▶ [WRITTEN EXERCISE]
Quote the lines from the line holding "Greenhouse-scouting request: tag the crumbly" to the very end of the listing, exactly, and no others.

▶ [RECORDS SHOWN]
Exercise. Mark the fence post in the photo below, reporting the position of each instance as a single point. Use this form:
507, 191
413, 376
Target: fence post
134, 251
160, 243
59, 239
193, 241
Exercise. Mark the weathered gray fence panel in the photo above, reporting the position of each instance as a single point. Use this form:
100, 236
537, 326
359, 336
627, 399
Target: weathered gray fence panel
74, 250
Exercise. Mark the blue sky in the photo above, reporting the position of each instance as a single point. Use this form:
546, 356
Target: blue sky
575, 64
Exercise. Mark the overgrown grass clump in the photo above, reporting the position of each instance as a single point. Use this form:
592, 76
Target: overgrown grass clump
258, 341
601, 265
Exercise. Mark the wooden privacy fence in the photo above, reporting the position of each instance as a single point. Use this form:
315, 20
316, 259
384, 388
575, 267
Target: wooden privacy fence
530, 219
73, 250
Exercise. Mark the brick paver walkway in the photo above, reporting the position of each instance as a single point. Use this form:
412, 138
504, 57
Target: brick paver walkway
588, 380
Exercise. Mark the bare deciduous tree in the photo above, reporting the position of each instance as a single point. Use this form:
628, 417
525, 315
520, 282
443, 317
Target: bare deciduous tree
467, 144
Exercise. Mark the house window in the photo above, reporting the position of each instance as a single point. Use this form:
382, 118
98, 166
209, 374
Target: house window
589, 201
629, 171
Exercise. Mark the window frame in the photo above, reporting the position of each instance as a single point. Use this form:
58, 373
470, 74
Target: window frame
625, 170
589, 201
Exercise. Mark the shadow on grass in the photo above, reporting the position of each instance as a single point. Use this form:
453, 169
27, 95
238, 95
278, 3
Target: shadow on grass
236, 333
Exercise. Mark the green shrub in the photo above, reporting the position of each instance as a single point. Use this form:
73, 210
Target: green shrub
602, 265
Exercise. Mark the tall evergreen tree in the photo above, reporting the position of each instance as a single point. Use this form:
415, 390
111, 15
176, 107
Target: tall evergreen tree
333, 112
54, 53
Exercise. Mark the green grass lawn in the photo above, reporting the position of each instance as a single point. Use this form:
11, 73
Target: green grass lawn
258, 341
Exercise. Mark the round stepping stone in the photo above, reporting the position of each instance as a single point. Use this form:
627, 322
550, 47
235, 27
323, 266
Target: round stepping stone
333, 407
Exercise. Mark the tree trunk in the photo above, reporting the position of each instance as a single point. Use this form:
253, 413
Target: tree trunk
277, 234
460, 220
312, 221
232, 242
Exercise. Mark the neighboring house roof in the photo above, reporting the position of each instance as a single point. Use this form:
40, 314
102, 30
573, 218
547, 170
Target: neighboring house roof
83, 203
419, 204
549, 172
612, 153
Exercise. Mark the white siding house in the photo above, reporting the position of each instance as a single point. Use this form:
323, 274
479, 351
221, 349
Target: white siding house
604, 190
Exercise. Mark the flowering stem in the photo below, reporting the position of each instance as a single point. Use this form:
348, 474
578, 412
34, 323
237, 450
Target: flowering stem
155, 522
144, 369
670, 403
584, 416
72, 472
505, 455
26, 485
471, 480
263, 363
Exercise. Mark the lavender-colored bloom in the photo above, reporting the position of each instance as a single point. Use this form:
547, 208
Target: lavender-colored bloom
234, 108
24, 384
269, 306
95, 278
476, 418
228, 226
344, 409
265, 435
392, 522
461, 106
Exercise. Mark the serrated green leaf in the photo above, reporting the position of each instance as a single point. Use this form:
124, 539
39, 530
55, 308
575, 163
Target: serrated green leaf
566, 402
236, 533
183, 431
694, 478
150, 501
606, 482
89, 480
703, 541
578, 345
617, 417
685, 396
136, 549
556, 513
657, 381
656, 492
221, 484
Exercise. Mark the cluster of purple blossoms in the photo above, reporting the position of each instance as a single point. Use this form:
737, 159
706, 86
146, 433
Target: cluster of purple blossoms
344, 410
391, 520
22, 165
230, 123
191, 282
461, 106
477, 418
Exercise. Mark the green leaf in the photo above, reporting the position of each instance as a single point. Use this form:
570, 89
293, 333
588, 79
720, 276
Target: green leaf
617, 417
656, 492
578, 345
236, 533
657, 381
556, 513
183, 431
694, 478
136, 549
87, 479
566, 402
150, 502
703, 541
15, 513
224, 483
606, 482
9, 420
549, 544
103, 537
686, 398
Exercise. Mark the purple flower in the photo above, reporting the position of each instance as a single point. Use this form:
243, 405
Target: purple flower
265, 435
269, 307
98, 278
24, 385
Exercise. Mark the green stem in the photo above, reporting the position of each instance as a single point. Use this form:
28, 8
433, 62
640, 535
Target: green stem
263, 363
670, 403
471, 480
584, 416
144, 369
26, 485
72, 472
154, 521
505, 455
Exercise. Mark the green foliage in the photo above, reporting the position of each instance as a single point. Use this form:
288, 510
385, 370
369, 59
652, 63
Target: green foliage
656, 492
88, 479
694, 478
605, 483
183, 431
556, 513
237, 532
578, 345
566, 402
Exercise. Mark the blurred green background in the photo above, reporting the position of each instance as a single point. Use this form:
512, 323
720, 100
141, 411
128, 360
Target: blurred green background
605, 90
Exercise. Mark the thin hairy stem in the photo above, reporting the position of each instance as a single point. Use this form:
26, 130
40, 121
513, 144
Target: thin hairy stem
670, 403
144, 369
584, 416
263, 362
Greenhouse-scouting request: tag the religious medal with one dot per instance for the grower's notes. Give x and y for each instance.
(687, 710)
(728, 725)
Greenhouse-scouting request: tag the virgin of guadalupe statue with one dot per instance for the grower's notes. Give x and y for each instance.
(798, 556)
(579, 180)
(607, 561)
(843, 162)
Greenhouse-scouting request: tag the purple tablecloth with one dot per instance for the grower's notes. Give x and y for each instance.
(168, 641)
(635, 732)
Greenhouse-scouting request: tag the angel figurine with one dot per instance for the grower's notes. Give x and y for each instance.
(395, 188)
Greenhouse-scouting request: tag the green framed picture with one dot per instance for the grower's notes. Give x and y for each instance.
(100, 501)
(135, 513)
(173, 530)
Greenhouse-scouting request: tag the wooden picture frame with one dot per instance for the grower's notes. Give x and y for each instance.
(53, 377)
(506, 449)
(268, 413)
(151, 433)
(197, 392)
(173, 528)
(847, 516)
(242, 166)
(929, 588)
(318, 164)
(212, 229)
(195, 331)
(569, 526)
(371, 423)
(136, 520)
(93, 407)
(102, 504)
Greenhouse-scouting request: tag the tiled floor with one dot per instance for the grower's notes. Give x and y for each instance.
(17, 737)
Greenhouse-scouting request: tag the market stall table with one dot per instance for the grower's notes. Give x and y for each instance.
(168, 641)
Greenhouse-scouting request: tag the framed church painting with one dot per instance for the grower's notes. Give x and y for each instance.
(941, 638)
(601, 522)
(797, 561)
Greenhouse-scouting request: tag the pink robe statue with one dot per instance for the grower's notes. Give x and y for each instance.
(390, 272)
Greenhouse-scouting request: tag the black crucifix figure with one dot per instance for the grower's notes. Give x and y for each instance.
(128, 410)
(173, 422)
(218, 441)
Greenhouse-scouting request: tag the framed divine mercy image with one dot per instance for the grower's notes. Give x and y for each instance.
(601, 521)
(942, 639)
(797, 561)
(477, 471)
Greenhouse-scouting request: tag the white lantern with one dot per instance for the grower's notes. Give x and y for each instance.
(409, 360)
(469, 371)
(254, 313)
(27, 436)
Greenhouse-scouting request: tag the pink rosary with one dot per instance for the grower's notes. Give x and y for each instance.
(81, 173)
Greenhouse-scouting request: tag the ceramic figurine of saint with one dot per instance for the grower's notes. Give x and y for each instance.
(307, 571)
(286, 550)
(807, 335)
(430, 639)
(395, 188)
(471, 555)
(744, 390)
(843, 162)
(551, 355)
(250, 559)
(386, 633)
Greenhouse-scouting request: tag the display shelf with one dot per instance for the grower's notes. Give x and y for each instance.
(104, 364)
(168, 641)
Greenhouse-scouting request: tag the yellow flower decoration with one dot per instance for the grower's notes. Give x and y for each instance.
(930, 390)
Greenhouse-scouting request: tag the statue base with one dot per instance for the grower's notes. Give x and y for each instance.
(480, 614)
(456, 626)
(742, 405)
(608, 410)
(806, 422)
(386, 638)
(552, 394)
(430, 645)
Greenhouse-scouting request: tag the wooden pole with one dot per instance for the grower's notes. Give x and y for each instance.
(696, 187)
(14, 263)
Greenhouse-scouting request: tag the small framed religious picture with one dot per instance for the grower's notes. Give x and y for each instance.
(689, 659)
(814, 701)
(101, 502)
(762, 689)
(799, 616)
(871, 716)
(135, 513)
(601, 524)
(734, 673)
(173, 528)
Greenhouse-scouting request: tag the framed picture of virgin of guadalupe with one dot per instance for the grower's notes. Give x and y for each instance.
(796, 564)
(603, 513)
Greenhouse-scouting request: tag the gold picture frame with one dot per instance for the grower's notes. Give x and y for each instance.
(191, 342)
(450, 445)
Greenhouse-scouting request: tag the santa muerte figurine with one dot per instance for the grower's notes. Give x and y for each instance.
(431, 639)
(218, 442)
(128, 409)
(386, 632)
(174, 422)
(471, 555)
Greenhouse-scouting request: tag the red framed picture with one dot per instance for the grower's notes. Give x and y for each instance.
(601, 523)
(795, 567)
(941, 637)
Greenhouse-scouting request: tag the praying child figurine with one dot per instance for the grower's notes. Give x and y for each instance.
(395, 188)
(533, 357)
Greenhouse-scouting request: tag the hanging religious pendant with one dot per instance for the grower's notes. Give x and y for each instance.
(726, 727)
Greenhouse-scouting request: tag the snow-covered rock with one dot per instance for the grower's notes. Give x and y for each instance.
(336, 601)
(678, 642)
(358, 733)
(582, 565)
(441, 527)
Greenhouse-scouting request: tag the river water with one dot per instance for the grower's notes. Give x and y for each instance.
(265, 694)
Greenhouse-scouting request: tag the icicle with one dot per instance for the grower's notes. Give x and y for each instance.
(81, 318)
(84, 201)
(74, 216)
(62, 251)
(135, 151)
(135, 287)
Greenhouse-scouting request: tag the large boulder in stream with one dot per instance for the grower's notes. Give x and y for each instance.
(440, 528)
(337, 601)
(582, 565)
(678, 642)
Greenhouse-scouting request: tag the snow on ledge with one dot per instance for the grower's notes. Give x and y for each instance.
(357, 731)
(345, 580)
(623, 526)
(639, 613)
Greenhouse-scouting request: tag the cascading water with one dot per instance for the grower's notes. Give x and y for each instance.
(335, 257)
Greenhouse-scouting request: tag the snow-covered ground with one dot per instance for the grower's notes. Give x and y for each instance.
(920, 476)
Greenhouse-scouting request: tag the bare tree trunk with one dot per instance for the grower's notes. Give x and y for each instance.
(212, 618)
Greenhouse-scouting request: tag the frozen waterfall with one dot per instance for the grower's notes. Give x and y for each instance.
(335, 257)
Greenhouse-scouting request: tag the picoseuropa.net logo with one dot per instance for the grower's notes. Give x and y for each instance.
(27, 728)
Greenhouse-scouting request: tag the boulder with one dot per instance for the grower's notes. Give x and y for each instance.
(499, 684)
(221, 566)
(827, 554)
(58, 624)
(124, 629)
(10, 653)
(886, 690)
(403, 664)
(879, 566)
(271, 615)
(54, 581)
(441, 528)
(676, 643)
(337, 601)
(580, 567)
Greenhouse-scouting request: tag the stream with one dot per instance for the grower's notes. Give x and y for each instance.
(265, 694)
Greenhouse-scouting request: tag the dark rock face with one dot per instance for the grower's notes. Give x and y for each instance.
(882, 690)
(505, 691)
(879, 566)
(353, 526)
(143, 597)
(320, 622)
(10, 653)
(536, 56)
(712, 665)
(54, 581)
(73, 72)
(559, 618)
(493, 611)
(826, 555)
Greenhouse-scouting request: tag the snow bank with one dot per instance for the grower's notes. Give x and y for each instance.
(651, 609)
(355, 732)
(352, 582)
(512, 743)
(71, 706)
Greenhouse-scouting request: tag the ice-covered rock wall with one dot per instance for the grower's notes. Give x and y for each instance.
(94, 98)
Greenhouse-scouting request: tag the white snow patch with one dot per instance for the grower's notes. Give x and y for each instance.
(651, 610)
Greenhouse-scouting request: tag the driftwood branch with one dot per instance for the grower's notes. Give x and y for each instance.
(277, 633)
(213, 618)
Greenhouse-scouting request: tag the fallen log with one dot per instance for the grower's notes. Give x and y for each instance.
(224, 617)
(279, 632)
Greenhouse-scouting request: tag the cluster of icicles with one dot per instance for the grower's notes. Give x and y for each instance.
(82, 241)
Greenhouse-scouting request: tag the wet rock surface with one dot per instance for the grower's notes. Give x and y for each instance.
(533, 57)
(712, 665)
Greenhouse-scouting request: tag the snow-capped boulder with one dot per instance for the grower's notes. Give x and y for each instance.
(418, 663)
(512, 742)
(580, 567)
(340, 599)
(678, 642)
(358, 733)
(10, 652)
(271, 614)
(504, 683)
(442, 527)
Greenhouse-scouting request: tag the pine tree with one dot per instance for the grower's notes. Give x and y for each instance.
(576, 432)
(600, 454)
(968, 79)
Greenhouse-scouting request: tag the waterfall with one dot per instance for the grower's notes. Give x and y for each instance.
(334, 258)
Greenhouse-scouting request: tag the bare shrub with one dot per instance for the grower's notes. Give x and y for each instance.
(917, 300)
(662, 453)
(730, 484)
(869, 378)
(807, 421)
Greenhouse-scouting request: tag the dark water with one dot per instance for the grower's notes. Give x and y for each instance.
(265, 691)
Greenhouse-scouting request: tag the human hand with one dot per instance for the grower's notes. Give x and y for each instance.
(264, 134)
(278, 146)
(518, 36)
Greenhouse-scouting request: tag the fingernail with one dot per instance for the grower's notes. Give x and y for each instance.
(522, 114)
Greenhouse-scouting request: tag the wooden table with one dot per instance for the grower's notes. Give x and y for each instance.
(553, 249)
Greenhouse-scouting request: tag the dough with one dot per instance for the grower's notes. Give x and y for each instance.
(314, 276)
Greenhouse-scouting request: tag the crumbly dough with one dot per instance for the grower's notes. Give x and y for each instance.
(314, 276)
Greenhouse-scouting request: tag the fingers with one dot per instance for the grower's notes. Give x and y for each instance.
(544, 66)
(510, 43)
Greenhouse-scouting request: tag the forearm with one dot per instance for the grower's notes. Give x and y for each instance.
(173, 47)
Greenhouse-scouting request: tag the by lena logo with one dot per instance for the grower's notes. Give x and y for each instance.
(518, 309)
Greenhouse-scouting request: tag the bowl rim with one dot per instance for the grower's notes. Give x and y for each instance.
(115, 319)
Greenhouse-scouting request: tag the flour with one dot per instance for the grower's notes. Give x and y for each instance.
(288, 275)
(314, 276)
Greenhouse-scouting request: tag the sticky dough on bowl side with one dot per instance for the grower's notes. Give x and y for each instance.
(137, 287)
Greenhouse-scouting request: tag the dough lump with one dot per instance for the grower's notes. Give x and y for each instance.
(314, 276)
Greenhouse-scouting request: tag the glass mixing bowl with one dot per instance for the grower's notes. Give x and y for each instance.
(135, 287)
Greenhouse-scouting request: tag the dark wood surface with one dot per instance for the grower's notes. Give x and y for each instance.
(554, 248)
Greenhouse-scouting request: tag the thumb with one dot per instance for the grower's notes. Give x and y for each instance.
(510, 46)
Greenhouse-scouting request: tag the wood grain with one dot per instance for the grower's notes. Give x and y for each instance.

▶ [WRITTEN SOLUTION]
Greenhouse-scouting request: tag the crumbly dough with one dot per instance for the grower's notes. Give x and y for each instance.
(314, 276)
Greenhouse-scouting request: tag the fingers with one dot per instance for the grower's notes. Give x and y for each instance.
(544, 66)
(510, 43)
Greenhouse-scouting request: tag the forearm with one dot per instance for the grower's notes. Give x and y for each instance.
(173, 47)
Greenhouse-scouting request: tag the by lena logo with one dot per instance for the grower's notes. Give x and y for each instance.
(518, 309)
Greenhouse-scouting request: tag the bowl rim with one dot per instance for the grower's notes. Give x and y for each instance.
(115, 319)
Greenhouse-scouting request: tag the flour with one dot per instance for the grower's notes. Give x and y for each instance.
(288, 275)
(314, 276)
Greenhouse-scouting request: tag the sticky dough on bowl side with one dot per instance for the grower's notes. Give x and y for each instance.
(137, 287)
Greenhouse-scouting request: tag the dough lump with one dot per instance for the grower's notes. Give x and y for each instance.
(314, 276)
Greenhouse-scouting request: tag the glass mixing bowl with one dot per instance for the grower's notes. Give x and y for each instance.
(135, 287)
Greenhouse-scouting request: tag the dark wood surface with one dot per instance for the grower's notes. Give x and y for each instance.
(554, 248)
Greenhouse-scouting request: tag the thumb with one dot per instance for the grower's notes. Give x and y for each instance.
(510, 46)
Greenhouse-scouting request: tag the wood grain with one dot per instance for the grower's notes. Give x and y for each instance.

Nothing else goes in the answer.